TEXT SHOWN
The Secret to Good Parenting is Lowering Your Expectations to Nothing
There are No Tricks and It’s All Impossible
Parenting requires you to be your best, most patient, kind, introspective, peaceful self in the face of huge fear, uncertainty, and endless demands. Kids will bounce from screaming about their insufficient snacks to tearfully asking why bunnies die in less time than it takes to walk across the kitchen. There’s almost never time to catch your breath, to think, to answer thoughtfully before they’re on to something else. Your head spins chronically. You get used to feeling frantic, feeling wrong, feeling dumb, feeling out of control. Or, if you can get used to those feelings, you do better.
Deep down I think if I were actually a good mom, it wouldn’t all be such a struggle, such a pain, so impossible.
The harder I try to get it right, to be in control, organized, clean, on top of it all, the more I yearn for things to make sense and stay upright, the more it all slaps me down. When I can just flow with it, mold myself into the shapes required, it’s less impossible.
But, rest assured, it’s all still impossible.

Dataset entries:
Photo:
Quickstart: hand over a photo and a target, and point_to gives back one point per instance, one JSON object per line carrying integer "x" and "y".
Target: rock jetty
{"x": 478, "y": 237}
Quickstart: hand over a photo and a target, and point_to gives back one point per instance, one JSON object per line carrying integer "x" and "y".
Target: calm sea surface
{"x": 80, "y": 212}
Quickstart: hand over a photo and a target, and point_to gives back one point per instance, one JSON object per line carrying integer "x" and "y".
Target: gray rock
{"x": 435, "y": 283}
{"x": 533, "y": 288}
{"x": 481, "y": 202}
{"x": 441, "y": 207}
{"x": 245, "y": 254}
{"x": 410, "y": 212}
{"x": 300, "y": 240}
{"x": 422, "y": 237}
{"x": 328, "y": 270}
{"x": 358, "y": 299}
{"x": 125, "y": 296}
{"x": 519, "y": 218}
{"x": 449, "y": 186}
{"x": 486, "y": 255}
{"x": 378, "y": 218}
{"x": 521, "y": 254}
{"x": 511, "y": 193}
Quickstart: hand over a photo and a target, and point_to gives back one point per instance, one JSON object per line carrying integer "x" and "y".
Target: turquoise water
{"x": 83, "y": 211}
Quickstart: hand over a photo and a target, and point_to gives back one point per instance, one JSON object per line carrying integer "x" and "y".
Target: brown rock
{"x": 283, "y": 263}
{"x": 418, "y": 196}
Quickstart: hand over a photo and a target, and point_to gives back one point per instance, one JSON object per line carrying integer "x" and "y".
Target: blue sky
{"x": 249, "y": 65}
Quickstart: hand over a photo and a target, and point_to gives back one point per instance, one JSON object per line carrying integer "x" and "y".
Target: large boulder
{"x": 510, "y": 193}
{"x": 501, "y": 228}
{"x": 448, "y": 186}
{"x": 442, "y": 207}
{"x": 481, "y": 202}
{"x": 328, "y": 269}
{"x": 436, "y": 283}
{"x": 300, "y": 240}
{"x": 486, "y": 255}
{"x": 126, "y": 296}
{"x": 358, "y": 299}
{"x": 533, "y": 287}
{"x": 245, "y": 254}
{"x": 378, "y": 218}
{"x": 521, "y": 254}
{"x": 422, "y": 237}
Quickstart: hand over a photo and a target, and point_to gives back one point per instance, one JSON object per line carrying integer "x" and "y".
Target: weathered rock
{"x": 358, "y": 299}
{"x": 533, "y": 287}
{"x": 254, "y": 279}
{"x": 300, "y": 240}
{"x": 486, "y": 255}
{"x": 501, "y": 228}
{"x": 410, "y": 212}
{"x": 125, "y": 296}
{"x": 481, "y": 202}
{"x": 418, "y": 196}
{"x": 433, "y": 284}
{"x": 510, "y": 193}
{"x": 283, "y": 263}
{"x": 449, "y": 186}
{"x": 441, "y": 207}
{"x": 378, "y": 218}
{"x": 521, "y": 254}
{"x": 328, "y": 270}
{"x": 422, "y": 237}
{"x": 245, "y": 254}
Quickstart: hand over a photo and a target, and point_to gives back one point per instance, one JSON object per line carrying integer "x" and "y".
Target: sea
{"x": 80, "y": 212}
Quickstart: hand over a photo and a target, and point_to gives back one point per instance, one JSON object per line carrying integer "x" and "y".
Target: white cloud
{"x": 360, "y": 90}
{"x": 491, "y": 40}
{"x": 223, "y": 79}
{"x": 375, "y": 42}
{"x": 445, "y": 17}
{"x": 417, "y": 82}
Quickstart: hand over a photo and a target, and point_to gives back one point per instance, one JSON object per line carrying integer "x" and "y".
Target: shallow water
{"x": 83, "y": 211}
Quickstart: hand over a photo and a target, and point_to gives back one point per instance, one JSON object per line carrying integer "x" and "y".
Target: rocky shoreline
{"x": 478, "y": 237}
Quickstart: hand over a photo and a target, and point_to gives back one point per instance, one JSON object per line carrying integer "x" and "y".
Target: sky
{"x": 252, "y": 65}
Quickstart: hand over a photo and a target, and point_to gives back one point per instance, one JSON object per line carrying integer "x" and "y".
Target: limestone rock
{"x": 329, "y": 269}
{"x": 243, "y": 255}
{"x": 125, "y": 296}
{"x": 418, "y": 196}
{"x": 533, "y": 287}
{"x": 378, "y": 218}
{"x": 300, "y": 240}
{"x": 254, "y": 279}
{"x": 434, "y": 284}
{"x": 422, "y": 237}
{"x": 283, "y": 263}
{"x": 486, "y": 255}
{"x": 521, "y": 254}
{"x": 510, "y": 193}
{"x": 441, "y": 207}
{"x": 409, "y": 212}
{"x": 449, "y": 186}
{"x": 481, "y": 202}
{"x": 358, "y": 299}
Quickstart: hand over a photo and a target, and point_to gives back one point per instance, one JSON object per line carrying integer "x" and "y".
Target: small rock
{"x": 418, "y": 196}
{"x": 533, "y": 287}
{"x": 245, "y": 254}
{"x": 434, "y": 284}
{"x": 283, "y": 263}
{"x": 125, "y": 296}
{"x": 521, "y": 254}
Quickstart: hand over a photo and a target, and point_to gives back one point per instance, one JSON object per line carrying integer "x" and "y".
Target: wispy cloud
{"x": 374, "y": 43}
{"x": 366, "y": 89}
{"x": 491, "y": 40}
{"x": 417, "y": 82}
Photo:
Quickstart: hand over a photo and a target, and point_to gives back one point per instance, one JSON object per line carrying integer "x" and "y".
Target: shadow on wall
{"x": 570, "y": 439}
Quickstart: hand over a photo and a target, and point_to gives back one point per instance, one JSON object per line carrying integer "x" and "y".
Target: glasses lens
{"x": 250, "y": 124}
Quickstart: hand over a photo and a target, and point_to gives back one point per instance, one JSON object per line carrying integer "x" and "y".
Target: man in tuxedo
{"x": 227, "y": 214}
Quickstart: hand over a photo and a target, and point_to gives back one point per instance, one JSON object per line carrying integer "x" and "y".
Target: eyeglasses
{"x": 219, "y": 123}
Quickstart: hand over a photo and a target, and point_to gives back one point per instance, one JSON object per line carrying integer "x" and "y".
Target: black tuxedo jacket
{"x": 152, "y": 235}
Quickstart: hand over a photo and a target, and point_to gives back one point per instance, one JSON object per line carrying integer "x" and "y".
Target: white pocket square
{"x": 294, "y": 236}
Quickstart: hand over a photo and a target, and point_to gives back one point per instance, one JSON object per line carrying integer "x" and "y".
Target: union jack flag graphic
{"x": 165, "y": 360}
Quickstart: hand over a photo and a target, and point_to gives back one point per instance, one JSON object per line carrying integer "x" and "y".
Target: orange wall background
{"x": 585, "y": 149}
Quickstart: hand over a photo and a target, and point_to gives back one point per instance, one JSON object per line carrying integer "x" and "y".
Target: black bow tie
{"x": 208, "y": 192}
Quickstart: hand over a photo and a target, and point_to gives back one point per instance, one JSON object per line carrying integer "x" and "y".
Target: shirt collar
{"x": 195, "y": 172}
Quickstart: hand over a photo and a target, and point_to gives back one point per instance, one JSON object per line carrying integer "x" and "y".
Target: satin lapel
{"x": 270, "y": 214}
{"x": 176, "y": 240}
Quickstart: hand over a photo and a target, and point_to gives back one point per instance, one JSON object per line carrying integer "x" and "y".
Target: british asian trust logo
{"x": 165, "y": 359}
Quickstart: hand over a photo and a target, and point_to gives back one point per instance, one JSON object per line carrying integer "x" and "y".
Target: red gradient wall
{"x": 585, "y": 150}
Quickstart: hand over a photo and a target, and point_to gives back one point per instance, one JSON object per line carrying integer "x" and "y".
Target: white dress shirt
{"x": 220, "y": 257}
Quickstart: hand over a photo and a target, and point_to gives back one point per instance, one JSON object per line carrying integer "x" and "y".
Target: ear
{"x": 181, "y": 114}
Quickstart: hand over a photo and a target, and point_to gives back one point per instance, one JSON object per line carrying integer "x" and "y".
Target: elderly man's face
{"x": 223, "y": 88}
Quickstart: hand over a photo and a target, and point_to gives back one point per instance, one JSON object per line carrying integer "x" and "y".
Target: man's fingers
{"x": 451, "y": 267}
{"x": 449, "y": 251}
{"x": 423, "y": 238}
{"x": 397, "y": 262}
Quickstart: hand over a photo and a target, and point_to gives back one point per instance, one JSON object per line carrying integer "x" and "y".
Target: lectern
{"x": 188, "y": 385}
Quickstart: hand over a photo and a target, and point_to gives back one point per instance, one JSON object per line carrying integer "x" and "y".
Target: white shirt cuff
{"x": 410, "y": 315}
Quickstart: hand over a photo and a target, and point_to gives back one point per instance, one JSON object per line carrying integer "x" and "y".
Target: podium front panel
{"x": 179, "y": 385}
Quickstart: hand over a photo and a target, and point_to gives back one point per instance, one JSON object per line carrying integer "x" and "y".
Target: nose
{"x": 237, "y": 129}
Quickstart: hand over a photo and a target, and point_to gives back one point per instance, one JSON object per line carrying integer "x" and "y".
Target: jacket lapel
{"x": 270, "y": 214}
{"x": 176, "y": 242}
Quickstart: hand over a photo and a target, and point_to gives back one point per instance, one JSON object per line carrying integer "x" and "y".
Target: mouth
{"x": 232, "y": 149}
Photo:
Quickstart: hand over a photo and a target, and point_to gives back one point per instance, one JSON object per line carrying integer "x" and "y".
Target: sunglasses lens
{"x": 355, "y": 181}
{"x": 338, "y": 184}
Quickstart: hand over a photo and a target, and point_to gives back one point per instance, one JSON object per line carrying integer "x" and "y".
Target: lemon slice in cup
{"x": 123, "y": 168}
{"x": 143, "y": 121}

EXERCISE REQUIREMENTS
(1) Translate this sentence from the parenting essay above into Spanish: "There’s almost never time to catch your breath, to think, to answer thoughtfully before they’re on to something else."
(2) From the parenting essay above, write out the part that opens with the words containing "The Secret to" and closes with "pain, so impossible.".
(3) In the parenting essay, what do kids bounce to from screaming about their insufficient snacks?

ACTIVITY ANSWERS
(1) Casi nunca hay tiempo para recuperar el aliento, para pensar, para responder con reflexión antes de que pasen a otra cosa.

(2)
The Secret to Good Parenting is Lowering Your Expectations to Nothing
There are No Tricks and It’s All Impossible
Parenting requires you to be your best, most patient, kind, introspective, peaceful self in the face of huge fear, uncertainty, and endless demands. Kids will bounce from screaming about their insufficient snacks to tearfully asking why bunnies die in less time than it takes to walk across the kitchen. There’s almost never time to catch your breath, to think, to answer thoughtfully before they’re on to something else. Your head spins chronically. You get used to feeling frantic, feeling wrong, feeling dumb, feeling out of control. Or, if you can get used to those feelings, you do better.
Deep down I think if I were actually a good mom, it wouldn’t all be such a struggle, such a pain, so impossible.

(3) Tearfully asking why bunnies die.